▸ Supplied text
____

A daily supplement of chromium picolinate and biotin improved glucose tolerance by 15 per cent, compared to placebo, says a new study from Yale University.
The study looked at the effect of the commercially available Diachrome supplement (Nutrition 21) on the glycaemic control and blood lipids of 36 overweight or obese people with type 2 diabetes.
Writing in the journal Diabetes Technology and Therapeutics, lead author Gregory Singer said: "This pilot study demonstrates that supplementation with a combination of chromium picolinate and biotin in poorly controlled patients with diabetes receiving antidiabetic therapy improved glucose management and several lipid measurements."
"Chromium picolinate /biotin supplementation may represent an effectuive adjunctive nutritional therapy to people with poorly controlled diabetes with the potential for improving lipid metabolism."
Chromium is an essential trace mineral that occurs naturally in small amounts in some foods, including brewer's yeast, lean meat, cheese, pork kidney and whole grain bread and cereals. It is poorly absorbed by the human body but is known to play an important role in the metabolism of carbohydrate, fat and protein.
A study presented at a meeting of the Federation of American Societies for Experimental Biology in San Diego in April 2005 indicated that chromium picolinate is better absorbed by humans than other forms of the mineral.

____

▸ Source material
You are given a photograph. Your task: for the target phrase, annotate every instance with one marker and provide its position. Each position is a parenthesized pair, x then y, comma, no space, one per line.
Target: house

____

▸ Exercise 1
From the chromium supplement article, list the foods in which chromium naturally occurs in small amounts.
▸ Exercise 2
For each statement, say whether it agrees with the chromium supplement article, and quote the words that decide it.
(a) The study involved 36 overweight or obese people with type 2 diabetes.
(b) Chromium is well absorbed by the human body.
(c) The 2005 meeting of the Federation of American Societies for Experimental Biology took place in San Diego.
▸ Exercise 3
According to the chromium supplement article, in which journal did Gregory Singer publish the study?

▸ Exercise answer 1
Brewer's yeast, lean meat, cheese, pork kidney, whole grain bread and cereals

▸ Exercise answer 2
(a) Yes: "36 overweight or obese people with type 2 diabetes"
(b) No: "It is poorly absorbed by the human body"
(c) Yes: "in San Diego in April 2005"

▸ Exercise answer 3
Diabetes Technology and Therapeutics